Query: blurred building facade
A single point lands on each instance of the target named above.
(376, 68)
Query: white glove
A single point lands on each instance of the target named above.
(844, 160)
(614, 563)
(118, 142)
○ ○ ○ ○ ○ ○ ○
## Directions
Convert the data above into a numbered list with one line per entry, leaving out any blank lines.

## Solution
1. Query: blurred building facade
2. A single point lands on each instance of the target named above.
3. (376, 68)
4. Query: white glove
5. A single point lands on each instance of the target named above.
6. (844, 160)
7. (614, 563)
8. (118, 142)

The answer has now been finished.